[Collected data]
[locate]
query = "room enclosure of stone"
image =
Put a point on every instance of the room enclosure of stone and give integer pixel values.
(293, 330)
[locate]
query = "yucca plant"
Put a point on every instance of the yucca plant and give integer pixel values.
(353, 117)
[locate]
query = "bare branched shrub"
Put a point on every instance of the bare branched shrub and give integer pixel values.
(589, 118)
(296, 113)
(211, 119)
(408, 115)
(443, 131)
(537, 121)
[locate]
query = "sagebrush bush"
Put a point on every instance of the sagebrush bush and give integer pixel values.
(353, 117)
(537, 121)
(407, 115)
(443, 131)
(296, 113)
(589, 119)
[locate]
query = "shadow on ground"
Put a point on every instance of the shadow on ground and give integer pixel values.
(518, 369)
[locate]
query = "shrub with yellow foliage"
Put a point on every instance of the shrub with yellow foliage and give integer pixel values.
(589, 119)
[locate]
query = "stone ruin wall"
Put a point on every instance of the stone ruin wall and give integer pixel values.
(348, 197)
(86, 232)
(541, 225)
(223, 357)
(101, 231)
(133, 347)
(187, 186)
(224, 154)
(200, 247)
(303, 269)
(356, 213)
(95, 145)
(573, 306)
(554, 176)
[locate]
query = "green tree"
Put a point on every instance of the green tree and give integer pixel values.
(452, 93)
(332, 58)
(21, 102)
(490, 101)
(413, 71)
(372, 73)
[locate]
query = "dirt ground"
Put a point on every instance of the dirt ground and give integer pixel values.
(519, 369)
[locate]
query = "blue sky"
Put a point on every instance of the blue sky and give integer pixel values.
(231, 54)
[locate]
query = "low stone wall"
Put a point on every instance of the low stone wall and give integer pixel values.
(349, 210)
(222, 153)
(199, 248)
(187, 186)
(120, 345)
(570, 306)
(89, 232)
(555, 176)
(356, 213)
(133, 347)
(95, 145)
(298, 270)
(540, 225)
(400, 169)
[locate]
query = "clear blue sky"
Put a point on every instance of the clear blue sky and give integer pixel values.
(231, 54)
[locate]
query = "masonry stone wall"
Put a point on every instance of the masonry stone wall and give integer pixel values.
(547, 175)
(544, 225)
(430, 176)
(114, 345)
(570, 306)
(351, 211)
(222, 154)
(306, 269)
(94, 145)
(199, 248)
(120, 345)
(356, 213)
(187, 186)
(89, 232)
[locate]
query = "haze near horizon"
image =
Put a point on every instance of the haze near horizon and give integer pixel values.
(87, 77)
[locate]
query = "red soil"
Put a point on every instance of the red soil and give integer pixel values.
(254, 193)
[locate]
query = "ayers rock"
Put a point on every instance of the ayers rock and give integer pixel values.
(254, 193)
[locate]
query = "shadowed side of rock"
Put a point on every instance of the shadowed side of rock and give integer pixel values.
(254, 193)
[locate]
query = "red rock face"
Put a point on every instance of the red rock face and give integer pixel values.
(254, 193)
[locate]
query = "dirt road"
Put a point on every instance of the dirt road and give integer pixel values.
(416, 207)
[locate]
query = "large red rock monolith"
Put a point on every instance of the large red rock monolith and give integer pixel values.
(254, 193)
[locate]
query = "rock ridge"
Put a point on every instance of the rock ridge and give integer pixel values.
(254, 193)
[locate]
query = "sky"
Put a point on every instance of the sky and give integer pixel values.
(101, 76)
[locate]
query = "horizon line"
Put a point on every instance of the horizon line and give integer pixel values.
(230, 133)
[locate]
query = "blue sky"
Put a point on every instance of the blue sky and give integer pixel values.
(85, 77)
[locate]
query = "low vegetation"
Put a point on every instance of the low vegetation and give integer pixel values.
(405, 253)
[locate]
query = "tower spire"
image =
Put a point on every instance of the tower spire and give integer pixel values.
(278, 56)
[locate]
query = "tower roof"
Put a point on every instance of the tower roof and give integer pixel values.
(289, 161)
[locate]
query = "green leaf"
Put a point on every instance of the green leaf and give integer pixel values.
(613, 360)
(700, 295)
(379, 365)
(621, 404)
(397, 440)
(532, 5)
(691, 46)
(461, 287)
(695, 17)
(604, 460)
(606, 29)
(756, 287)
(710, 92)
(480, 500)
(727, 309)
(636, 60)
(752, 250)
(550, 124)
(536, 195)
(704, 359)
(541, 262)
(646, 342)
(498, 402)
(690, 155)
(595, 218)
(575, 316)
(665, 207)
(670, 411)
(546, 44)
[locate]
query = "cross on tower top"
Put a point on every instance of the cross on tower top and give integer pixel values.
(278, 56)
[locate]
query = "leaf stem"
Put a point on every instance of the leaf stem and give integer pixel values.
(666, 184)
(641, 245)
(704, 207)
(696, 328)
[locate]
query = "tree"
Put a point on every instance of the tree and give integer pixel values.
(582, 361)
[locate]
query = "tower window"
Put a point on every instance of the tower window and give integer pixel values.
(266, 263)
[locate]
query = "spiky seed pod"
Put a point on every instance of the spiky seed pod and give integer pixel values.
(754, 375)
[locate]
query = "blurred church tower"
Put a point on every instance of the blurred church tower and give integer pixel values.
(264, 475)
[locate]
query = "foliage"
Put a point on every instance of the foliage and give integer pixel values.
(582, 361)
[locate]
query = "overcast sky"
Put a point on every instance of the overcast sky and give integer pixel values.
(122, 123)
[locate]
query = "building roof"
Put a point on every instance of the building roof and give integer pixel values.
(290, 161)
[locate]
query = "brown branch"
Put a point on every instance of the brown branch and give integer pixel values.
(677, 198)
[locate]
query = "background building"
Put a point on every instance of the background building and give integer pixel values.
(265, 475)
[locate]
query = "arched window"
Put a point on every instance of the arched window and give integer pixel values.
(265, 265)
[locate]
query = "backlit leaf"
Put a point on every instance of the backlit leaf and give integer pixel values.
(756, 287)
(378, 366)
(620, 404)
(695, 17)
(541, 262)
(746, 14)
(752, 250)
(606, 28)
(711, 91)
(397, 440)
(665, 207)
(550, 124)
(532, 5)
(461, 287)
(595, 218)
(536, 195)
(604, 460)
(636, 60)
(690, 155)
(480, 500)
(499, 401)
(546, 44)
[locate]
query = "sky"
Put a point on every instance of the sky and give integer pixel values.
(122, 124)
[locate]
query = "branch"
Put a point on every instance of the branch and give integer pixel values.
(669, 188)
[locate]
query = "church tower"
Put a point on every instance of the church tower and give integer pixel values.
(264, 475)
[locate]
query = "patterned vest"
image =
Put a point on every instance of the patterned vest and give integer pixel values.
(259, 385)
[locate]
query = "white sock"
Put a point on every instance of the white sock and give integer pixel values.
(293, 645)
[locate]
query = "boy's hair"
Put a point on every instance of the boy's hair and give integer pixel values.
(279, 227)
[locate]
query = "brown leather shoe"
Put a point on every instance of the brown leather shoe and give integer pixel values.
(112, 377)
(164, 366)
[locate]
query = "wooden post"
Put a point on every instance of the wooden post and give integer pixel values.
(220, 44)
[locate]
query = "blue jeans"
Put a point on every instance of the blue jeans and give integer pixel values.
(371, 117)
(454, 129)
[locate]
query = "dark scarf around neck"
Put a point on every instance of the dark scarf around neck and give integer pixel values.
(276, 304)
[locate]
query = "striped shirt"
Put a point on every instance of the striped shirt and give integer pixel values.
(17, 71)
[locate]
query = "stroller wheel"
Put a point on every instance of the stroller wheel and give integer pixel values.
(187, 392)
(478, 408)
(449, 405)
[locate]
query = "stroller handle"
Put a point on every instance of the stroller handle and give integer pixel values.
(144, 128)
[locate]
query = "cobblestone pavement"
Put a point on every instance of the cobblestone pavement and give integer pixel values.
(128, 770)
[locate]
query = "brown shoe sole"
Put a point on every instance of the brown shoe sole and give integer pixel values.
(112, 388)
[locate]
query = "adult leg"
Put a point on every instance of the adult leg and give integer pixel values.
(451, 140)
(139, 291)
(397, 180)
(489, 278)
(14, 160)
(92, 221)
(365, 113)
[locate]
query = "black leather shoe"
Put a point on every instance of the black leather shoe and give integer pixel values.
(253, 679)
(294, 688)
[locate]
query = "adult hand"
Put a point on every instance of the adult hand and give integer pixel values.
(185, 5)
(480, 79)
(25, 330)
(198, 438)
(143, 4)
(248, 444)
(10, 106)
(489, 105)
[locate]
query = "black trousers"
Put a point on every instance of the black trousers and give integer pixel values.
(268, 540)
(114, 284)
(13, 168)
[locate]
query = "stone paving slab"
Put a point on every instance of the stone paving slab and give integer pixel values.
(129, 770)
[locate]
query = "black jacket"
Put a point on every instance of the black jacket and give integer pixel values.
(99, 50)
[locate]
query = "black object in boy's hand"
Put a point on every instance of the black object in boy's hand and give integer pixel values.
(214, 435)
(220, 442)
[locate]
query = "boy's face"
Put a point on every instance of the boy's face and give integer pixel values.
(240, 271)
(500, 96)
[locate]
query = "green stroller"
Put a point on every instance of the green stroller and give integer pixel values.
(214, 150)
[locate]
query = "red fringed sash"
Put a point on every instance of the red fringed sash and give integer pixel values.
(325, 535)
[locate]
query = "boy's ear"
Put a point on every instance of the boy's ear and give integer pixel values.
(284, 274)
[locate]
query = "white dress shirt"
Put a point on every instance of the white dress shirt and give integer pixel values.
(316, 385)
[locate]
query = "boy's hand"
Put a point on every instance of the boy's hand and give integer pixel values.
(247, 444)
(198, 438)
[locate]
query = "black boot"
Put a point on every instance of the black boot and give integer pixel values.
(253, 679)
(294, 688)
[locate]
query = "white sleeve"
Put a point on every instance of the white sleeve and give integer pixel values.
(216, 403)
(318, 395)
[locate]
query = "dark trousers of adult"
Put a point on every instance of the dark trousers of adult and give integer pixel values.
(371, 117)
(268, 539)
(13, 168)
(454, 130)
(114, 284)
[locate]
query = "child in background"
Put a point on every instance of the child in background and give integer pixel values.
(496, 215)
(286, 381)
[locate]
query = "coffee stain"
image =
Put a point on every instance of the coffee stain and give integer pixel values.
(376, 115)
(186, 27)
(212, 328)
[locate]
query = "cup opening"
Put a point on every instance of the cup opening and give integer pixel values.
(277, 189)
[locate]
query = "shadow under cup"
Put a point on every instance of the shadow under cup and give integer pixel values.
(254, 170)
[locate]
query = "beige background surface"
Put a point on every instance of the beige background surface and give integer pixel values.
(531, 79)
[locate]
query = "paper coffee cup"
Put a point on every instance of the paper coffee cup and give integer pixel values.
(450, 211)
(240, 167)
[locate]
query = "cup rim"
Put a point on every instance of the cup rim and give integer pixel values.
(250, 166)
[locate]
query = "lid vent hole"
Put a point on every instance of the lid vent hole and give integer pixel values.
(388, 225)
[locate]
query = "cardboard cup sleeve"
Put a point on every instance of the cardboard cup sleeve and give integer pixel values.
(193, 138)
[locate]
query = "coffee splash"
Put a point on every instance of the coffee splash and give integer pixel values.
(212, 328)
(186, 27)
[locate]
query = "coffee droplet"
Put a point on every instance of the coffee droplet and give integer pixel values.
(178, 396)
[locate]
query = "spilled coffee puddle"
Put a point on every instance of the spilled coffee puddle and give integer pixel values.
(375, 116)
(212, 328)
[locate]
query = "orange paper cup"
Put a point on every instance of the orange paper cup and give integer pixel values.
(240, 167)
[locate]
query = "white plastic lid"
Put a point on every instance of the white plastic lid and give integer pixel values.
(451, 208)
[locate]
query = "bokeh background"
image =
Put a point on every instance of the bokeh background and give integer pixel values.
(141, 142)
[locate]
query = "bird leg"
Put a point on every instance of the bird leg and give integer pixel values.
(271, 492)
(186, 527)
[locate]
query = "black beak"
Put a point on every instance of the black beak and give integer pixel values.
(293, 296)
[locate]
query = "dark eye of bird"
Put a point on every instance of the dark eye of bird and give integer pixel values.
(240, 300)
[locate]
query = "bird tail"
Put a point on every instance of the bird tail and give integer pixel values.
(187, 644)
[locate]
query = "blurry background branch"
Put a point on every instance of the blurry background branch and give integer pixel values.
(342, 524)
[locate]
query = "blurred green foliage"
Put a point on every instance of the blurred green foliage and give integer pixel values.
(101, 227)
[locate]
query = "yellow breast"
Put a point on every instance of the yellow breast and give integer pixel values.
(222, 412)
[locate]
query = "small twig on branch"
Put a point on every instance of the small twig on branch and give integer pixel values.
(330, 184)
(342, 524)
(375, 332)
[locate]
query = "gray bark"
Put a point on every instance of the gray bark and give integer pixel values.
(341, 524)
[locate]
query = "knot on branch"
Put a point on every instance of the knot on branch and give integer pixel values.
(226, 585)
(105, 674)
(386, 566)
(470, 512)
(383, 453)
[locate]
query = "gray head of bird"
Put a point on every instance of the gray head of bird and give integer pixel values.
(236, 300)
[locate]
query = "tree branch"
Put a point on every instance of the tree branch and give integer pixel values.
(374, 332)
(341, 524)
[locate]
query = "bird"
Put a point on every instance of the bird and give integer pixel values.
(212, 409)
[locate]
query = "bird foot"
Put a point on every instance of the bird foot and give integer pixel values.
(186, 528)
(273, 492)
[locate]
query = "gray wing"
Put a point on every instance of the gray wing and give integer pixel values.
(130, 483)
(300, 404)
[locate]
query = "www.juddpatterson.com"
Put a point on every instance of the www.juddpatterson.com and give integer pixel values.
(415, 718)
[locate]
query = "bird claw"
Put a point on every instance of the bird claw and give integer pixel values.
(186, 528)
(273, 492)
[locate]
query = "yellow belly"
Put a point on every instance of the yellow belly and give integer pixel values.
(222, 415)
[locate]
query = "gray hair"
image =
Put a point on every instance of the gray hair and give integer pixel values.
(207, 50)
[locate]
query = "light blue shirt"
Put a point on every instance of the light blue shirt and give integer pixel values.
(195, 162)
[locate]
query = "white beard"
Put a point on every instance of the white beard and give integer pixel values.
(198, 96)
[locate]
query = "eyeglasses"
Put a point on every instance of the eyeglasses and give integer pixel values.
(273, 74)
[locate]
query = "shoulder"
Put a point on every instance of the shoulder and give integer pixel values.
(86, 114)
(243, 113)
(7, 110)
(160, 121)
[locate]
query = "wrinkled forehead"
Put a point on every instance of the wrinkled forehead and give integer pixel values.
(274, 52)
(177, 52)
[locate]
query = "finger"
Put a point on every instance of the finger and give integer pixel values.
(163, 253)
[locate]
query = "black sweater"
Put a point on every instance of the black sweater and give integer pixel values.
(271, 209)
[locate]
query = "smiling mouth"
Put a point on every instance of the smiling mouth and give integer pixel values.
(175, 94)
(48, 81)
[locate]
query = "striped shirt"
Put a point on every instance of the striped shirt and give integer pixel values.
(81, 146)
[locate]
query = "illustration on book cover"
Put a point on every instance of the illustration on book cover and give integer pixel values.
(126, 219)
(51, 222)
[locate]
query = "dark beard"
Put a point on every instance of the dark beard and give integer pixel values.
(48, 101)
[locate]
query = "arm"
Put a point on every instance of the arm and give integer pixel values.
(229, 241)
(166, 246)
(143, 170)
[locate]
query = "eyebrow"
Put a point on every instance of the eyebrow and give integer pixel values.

## Your task
Gather every line of the records above that contains the word "jacket". Case counts.

## Answer for this exercise
query = "black jacket"
Put a point on every instance of the black jacket and give integer pixel values.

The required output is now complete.